> _SET TASK_
Please rewrite the rows from the line with "TARGET: brown horse" up to and including the line with "[(214, 136)]" as a JSON list of strings, one string per line, leaving out blank lines.

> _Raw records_
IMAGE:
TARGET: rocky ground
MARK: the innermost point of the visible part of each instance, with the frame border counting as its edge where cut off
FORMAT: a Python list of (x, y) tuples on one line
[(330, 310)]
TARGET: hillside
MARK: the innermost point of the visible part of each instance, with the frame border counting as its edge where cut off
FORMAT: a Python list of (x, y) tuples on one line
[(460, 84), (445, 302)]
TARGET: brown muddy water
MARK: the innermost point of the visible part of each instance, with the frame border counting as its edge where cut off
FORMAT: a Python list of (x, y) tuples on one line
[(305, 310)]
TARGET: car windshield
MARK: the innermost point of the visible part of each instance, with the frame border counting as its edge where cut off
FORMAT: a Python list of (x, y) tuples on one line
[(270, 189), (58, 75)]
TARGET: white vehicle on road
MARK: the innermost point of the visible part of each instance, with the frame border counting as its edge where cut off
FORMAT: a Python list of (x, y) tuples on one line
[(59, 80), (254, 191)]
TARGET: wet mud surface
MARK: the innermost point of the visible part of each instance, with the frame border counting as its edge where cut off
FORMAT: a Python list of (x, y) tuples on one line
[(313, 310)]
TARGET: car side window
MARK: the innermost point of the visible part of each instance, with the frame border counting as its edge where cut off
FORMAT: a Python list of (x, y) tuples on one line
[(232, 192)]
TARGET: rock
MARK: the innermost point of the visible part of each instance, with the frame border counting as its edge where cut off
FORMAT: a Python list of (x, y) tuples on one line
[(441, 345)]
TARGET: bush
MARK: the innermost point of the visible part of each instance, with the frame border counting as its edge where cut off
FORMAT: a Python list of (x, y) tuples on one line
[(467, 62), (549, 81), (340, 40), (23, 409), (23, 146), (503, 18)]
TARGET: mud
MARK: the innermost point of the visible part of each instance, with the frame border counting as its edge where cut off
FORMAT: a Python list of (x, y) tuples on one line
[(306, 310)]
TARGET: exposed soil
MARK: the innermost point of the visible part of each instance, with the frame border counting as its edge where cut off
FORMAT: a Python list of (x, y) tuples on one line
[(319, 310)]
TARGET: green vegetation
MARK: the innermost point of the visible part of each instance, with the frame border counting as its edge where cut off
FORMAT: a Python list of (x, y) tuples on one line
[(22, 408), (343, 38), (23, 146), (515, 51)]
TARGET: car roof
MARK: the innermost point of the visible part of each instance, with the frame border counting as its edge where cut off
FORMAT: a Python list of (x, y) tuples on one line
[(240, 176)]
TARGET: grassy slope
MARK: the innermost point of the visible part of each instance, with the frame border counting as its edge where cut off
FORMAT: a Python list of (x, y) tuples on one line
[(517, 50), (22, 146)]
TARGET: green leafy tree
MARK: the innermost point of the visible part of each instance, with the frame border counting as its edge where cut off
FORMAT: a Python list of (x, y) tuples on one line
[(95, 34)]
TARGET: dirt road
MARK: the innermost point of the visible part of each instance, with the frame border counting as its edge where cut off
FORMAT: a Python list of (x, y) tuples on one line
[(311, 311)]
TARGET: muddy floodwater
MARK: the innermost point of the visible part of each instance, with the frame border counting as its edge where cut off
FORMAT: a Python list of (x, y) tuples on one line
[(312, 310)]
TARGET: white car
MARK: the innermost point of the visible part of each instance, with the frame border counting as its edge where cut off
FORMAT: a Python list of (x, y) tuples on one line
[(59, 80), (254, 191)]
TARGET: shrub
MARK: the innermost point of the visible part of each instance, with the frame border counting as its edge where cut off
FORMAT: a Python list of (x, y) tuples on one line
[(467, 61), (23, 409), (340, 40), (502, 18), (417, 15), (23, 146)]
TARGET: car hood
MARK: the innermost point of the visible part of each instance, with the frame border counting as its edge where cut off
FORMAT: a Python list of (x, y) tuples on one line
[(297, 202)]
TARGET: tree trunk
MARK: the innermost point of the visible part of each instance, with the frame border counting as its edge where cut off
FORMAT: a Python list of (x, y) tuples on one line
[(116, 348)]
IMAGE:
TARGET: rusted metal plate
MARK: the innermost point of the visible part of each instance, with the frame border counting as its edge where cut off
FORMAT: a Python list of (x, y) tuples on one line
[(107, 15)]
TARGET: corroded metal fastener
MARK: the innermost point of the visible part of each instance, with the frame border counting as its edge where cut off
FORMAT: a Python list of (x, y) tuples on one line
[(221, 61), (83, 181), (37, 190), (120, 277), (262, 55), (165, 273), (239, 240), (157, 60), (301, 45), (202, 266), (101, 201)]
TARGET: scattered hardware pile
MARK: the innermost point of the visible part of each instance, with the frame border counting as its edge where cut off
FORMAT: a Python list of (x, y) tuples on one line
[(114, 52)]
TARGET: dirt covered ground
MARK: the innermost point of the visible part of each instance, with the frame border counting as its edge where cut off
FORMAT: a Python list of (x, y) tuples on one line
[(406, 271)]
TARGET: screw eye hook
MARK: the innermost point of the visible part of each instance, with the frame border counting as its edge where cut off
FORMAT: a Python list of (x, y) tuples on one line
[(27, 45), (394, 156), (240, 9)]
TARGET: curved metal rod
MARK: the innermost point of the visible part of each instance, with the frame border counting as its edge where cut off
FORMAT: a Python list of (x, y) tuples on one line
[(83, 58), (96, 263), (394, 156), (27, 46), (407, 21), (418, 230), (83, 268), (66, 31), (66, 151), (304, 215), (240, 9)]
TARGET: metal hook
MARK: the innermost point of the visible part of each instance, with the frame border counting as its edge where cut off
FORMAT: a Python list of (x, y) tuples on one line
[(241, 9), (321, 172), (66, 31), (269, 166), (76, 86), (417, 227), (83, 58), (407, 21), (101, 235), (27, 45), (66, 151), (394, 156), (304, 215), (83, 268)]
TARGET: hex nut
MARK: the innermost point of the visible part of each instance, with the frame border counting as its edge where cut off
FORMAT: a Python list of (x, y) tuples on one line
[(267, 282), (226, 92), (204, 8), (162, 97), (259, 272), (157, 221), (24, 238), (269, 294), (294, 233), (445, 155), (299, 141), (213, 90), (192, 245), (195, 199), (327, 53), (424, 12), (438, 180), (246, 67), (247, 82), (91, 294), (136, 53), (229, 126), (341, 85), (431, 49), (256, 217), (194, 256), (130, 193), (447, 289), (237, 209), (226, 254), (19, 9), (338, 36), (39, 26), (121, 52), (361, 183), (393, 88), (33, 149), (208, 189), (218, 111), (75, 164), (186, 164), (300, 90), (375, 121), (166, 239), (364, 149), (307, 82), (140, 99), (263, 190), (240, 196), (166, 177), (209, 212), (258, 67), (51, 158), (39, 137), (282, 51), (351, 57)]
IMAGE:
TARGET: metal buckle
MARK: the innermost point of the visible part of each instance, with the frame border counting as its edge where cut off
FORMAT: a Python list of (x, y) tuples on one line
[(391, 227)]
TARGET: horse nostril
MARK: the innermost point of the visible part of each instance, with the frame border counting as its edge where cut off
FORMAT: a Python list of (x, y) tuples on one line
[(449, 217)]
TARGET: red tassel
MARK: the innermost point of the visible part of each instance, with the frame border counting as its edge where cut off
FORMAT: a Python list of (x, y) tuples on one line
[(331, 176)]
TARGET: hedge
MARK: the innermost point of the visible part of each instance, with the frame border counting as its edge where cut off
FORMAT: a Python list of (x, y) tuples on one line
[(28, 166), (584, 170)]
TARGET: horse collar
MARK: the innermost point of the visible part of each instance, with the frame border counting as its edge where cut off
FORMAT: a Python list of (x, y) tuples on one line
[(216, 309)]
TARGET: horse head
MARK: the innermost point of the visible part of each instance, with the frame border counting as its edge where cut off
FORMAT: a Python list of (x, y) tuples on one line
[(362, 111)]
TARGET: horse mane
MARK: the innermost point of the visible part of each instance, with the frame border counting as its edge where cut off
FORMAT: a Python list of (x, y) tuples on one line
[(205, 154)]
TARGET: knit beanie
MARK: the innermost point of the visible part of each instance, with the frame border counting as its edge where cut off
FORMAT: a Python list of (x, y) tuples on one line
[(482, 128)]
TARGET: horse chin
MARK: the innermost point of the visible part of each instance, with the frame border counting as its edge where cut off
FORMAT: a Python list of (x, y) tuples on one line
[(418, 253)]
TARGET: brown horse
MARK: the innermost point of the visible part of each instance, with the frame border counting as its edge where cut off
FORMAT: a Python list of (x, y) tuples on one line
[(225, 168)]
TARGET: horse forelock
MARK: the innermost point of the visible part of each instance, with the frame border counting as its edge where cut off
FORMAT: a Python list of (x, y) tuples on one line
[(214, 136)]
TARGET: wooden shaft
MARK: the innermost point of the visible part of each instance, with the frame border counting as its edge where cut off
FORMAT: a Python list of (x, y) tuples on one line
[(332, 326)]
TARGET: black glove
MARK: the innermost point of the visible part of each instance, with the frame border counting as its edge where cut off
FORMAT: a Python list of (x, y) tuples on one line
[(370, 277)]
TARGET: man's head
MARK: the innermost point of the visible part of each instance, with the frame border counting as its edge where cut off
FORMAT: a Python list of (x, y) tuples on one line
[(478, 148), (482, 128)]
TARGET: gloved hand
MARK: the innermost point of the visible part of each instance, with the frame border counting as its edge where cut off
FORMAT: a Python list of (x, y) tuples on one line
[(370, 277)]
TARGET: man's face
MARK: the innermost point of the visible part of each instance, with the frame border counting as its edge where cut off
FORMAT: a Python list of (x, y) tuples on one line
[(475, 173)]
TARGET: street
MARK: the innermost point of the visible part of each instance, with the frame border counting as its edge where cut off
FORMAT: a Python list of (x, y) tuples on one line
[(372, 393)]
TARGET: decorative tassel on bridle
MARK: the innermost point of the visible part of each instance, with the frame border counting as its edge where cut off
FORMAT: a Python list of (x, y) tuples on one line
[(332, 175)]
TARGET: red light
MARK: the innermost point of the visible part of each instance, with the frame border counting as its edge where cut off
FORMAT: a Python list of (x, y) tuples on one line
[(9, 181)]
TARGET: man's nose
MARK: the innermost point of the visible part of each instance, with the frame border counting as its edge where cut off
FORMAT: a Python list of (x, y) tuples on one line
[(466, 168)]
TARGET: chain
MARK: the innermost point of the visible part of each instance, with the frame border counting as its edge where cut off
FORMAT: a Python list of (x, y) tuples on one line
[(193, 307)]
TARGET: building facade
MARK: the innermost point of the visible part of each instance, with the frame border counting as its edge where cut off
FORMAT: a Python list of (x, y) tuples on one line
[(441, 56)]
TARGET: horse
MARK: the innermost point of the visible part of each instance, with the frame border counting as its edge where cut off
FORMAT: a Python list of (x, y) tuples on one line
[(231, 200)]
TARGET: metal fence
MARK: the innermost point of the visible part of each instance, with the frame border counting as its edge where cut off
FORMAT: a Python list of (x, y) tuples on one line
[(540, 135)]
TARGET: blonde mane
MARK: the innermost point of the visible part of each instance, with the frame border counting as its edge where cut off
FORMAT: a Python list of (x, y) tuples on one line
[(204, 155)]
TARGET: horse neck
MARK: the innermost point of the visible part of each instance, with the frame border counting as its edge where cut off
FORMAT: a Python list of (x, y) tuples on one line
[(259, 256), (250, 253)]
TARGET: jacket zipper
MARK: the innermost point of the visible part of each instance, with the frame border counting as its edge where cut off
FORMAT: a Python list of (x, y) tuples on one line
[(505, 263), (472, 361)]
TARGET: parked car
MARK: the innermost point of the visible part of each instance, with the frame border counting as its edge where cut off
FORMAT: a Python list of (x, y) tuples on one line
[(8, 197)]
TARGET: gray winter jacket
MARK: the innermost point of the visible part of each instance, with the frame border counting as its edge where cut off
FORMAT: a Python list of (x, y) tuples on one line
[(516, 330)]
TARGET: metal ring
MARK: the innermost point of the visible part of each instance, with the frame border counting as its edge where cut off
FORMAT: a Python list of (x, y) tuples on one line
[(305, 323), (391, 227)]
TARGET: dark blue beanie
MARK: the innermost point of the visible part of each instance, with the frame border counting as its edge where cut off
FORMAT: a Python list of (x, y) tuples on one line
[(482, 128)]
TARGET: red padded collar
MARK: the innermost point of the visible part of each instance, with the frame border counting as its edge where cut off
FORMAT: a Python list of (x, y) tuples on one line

> _SOLVED EXERCISE_
[
  "TARGET: brown horse",
  "MARK: the innermost point of the visible part of each instance, with the frame border counting as its edge where cut off",
  "FORMAT: a Python list of (x, y) tuples on one line",
  "[(225, 168)]",
  "TARGET: horse forelock",
  "MARK: the innermost point of the visible part of each instance, with the frame border counting as its edge where cut off",
  "FORMAT: a Python list of (x, y) tuples on one line",
  "[(214, 136)]"
]